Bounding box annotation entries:
++++++

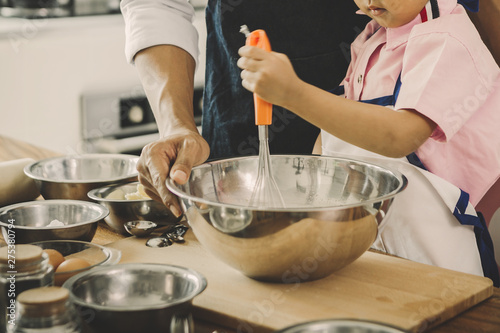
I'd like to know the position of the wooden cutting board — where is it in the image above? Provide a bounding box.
[108,231,493,332]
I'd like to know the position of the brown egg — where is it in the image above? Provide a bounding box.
[43,249,64,270]
[54,258,91,286]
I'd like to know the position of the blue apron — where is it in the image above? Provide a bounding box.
[202,0,368,159]
[331,75,500,287]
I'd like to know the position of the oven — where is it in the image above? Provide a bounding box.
[81,85,203,155]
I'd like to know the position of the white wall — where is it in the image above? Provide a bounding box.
[0,11,205,154]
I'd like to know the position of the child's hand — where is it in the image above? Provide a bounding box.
[238,46,301,106]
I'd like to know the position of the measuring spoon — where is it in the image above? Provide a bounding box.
[124,220,158,237]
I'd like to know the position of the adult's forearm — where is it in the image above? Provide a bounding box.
[134,45,197,137]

++++++

Task requirements: Reproduce every one of the lines above word for word, omitting the pictures from your output.

Answer to the problem:
I'd like to know the position of the wooden cutting board — where is it in the image above? Provide a bounding box.
[108,231,493,332]
I'd like to know the position of the brown egg — where is it in the image above? Provide a bounding box.
[43,249,64,270]
[54,258,91,286]
I'd like to know the position of the blue apron — where is it in the image above? Provide a bounding box.
[202,0,368,159]
[331,75,500,287]
I'd like to know the position of the oven — where is it in the image above? Provide a bounding box.
[81,85,203,155]
I'd like to know the position of the white wall — where is it in the image above? Provide a bounding box.
[0,11,205,154]
I'd like to know the position of the child's hand — where is it in the image above? Provide a bounding box.
[238,46,301,106]
I'd like to know the position of the measuring spoon — where is it in the image above? Provide a bounding box.
[124,220,158,237]
I'd like to know the position of the adult's forearm — where is it in the image above? Provide a bounding box.
[134,45,197,137]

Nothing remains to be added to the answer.